[SELECTED EXTRACT]
Taipei Mayor Hau Lung-bin (郝龍斌) yesterday said he would halt a urban renewal project on Muzha Road Sec. 5, two years after the city learned that explosives had been found 60m underground on the site.
The project, on 16 hectares near the Taipei Zoo, was proposed in 2004 when President Ma Ying-jeou (馬英九) was mayor of Taipei. The city government didn’t learn about the explosives until 2007, when it began to put together the plots of land for the project.
Democratic Progressive Party (DPP) Taipei City Councilor Lee Ching-feng (李慶鋒) and Independent Councilor Chen Chien-ming (陳建銘) condemned the city government yesterday for wasting NT$3.3 billion (US$102 million) over the past six years and ignoring the rights of local residents who have been unable to renovate their homes during that time.
“The project has been put off for six years, and local residents are living in fear and uncertainty. The city government should resolve the problem as soon as possible and stop wasting taxpayers’ money,” Lee said at the Taipei City Council.
Lee said 125kg of explosives as well as detonators were buried after a coal mining company was flooded by a typhoon in 1984.
Taipei City Government spokesman Chao Hsin-ping (趙心屏) said the city had invited experts and government agencies to discuss the issue last year, and the experts said the explosives should pose no immediate danger to local residents.
Hau said experts would be invited to inspect the geology of the area and the urban renewal project would be halted indefinitely until the safety of the area could be confirmed. The city government applied to the Ministry of the Interior in August to delay construction, he said.

[WHAT YOU NEED TO DO]
a) According to the Muzha Road report, why did the two city councilors condemn the Taipei city government? Answer in one to three sentences.
b) From the Muzha Road report, extract the stretch from "Democratic Progressive Party" through "typhoon in 1984.".
c) Decide whether each statement agrees with the Muzha Road report. Answer yes or no, and quote the words from the report that decide it.
(i) The project was proposed when Ma Ying-jeou was mayor of Taipei.
(ii) Experts said the explosives posed an immediate danger to local residents.
(iii) The city government asked the Ministry of the Interior to delay construction.
The data that come after the text are not needed.

[DATA PROVIDED]
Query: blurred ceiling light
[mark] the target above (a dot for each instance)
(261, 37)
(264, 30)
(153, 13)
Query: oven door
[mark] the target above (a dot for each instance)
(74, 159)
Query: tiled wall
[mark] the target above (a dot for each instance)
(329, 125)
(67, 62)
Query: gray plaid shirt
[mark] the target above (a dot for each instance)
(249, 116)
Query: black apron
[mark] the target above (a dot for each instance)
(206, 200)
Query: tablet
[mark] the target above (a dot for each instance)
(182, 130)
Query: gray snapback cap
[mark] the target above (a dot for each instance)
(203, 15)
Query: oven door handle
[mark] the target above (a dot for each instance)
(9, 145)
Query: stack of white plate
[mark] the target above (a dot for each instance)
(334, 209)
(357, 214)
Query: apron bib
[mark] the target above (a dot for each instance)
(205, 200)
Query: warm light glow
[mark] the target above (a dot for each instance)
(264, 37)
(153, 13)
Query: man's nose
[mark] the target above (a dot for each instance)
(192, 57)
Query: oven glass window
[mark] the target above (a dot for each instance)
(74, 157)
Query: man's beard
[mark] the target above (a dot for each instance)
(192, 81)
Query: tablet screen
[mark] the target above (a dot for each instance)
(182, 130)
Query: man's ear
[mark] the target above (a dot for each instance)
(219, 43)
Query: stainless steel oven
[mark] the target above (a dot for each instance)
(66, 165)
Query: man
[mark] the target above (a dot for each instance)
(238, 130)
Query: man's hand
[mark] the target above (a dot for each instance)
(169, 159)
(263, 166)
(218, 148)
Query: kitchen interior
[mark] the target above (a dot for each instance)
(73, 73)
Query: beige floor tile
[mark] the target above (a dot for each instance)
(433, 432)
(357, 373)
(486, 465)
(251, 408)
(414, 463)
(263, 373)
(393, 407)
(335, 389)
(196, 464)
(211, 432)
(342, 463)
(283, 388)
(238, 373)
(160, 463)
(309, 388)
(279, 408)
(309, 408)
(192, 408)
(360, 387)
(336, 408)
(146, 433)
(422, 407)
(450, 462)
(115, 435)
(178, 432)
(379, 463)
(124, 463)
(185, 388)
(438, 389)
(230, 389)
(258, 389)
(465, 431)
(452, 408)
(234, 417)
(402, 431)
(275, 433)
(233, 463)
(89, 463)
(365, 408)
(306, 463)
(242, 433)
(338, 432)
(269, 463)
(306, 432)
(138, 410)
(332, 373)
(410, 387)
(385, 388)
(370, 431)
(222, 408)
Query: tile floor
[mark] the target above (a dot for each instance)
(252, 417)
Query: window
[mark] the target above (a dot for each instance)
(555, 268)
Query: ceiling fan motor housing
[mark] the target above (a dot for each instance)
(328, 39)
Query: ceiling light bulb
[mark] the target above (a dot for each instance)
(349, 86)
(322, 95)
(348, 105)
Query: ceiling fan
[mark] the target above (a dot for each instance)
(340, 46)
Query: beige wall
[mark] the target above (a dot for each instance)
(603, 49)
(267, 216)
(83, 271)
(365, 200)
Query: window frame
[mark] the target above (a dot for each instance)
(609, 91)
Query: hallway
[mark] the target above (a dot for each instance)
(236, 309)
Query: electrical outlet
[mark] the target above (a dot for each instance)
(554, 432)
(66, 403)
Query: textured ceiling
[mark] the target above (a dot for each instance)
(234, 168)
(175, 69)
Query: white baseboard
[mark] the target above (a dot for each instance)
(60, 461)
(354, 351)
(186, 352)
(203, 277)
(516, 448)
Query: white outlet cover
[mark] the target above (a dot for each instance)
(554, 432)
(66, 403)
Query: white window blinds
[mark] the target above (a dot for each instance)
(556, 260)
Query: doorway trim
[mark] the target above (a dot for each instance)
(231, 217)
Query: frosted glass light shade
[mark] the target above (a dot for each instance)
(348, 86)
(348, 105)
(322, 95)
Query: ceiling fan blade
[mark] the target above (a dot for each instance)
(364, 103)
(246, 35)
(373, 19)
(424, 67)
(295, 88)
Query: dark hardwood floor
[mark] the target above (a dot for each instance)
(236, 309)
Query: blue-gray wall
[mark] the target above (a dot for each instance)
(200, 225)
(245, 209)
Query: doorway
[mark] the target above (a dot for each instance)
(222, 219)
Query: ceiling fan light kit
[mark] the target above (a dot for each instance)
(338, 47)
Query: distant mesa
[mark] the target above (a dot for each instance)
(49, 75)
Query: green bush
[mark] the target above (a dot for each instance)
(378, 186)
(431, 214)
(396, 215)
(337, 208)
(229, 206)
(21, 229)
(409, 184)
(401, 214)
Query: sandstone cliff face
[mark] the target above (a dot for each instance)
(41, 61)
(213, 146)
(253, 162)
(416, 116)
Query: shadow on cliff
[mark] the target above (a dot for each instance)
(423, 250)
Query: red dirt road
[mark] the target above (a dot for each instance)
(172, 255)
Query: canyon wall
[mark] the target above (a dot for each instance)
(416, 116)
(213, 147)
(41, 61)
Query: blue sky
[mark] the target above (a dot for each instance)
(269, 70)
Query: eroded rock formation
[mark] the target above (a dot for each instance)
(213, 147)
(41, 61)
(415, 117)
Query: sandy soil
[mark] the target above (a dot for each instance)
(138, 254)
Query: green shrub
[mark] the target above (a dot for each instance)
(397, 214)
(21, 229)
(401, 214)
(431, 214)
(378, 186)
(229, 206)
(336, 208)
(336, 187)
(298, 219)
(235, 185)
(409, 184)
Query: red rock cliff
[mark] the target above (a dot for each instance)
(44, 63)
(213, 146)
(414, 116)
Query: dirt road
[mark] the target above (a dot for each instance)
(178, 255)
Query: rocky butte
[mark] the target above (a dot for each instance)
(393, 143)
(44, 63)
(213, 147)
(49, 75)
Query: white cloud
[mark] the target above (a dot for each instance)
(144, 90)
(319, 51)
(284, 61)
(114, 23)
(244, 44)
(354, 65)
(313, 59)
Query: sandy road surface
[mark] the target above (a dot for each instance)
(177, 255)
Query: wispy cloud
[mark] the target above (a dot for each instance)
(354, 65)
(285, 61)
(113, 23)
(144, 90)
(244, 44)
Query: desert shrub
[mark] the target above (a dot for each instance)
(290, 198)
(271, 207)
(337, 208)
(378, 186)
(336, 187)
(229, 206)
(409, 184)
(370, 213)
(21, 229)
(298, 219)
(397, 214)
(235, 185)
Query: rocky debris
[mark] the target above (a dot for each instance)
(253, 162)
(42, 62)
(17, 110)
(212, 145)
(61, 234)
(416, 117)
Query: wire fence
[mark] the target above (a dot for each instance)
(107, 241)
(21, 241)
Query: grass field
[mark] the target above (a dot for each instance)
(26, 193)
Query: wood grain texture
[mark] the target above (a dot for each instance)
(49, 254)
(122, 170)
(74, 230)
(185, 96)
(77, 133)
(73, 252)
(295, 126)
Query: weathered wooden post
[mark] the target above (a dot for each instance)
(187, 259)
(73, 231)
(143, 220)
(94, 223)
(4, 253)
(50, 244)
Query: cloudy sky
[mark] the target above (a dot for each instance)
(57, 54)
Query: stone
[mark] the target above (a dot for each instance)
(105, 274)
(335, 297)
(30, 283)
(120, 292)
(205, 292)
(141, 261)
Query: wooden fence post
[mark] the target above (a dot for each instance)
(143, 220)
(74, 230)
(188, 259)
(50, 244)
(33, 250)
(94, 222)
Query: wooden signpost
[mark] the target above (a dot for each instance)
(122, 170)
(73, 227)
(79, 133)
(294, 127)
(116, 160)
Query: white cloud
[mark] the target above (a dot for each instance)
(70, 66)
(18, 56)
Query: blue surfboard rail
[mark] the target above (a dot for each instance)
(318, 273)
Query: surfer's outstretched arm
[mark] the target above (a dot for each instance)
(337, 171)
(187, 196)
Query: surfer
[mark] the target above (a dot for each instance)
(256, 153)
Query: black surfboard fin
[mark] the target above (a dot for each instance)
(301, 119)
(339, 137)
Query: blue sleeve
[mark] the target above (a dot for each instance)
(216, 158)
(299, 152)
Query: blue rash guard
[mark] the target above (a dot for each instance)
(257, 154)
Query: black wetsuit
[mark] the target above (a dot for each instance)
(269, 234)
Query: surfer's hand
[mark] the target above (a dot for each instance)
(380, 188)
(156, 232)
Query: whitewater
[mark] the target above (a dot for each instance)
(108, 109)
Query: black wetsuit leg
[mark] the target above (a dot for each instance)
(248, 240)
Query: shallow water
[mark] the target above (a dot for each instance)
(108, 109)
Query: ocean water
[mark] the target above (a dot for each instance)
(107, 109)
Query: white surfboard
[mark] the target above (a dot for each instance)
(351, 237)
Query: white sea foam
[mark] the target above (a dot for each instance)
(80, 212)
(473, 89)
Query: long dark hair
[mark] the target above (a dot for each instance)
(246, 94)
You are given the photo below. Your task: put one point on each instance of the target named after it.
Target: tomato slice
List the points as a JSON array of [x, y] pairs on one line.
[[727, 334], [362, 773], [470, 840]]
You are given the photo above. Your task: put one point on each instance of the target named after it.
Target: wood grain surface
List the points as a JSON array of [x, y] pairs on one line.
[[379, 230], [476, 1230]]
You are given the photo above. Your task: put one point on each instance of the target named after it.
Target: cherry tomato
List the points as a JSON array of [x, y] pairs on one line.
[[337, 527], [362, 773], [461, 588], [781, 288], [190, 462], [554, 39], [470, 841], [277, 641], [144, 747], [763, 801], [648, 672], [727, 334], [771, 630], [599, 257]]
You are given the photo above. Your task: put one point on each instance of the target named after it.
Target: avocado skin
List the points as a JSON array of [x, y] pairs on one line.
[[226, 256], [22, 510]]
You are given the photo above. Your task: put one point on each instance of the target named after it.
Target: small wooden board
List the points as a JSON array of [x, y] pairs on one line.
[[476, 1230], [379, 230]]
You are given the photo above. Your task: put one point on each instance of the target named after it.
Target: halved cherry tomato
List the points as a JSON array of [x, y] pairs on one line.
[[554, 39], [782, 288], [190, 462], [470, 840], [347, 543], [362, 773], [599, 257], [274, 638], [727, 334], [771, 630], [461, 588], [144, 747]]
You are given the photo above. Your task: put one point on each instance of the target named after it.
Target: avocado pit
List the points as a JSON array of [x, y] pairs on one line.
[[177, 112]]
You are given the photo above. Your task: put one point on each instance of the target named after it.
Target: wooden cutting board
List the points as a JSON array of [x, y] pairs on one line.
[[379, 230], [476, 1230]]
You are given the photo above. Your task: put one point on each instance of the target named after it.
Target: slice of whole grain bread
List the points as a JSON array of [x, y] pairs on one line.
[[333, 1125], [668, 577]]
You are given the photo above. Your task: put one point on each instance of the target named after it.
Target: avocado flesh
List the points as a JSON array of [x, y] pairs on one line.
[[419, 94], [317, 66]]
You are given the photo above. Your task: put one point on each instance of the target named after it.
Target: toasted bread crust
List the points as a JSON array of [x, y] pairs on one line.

[ANSWERS BY ITEM]
a) They condemned it for wasting NT$3.3 billion (US$102 million) over the past six years. They also said it ignored the rights of local residents, who have been unable to renovate their homes during that time.

b)
Democratic Progressive Party (DPP) Taipei City Councilor Lee Ching-feng (李慶鋒) and Independent Councilor Chen Chien-ming (陳建銘) condemned the city government yesterday for wasting NT$3.3 billion (US$102 million) over the past six years and ignoring the rights of local residents who have been unable to renovate their homes during that time.
“The project has been put off for six years, and local residents are living in fear and uncertainty. The city government should resolve the problem as soon as possible and stop wasting taxpayers’ money,” Lee said at the Taipei City Council.
Lee said 125kg of explosives as well as detonators were buried after a coal mining company was flooded by a typhoon in 1984.

c)
(i) Yes: "was proposed in 2004 when President Ma Ying-jeou (馬英九) was mayor of Taipei"
(ii) No: "the experts said the explosives should pose no immediate danger to local residents"
(iii) Yes: "The city government applied to the Ministry of the Interior in August to delay construction"